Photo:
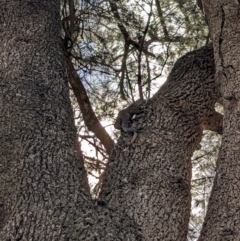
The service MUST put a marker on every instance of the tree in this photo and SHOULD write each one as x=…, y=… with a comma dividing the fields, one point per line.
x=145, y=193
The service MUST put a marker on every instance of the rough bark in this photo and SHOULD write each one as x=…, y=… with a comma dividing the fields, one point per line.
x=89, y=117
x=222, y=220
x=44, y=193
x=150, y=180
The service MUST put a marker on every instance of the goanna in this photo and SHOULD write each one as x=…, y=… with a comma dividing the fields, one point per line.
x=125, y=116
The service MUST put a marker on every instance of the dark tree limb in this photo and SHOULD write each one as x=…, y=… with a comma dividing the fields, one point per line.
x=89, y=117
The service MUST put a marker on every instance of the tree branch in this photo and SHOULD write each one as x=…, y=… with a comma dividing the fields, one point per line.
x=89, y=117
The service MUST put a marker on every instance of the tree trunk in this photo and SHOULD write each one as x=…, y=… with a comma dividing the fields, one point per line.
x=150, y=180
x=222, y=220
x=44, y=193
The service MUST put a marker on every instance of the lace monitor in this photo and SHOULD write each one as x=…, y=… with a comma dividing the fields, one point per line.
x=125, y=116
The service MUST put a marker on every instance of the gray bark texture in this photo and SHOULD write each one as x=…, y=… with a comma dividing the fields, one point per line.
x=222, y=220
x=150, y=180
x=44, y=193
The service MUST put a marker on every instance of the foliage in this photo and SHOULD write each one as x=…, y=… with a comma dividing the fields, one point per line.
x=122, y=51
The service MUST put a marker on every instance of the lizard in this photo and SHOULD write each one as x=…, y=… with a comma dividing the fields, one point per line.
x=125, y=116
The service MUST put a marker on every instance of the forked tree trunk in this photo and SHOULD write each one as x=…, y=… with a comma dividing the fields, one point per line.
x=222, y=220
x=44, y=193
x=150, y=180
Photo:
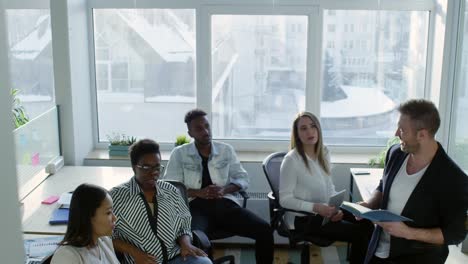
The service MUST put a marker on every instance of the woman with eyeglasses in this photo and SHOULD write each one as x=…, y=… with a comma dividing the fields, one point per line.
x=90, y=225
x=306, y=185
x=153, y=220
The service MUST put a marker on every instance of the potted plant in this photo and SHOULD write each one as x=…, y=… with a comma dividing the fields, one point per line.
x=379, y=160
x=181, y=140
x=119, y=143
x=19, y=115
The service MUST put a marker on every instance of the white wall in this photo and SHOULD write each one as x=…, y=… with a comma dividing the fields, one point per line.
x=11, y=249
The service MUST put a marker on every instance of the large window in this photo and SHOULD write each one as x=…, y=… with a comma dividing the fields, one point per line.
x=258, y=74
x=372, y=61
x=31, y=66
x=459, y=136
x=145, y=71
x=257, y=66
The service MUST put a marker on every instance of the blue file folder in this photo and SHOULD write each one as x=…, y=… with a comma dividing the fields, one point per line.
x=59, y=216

■ Given exercise
Copy out the records above, from the line containing "of the lizard" through the line containing "x=11, y=249", both lines included, and omit the pictures.

■ Written response
The service MUST put a marker on every instance of the lizard in this photo and SHOULD write each one as x=…, y=… with a comma dividing the fields, one point per line.
x=125, y=116
The service MUST put a marker on every instance of the forked tree trunk in this photo and SHOULD write each one as x=…, y=… with a comma dividing the fields, one point per line.
x=222, y=220
x=44, y=193
x=150, y=180
Photo:
The service MUST put a marker on every instance of the woman with eyeglasses in this photo and SHOULD write each one as x=…, y=… with a comma dividing the fields, one point per line.
x=90, y=225
x=306, y=185
x=153, y=220
The service MUST put a marker on every instance of the potted plant in this photo and SHOULD write each one as x=…, y=… with a comma dividing the fields, one point per line.
x=379, y=160
x=181, y=140
x=119, y=143
x=19, y=115
The service MUST put a marker on every instance of the white wall in this photo and SHOULD write each one as x=…, y=… with a comma dividing the fields, one point per line.
x=11, y=249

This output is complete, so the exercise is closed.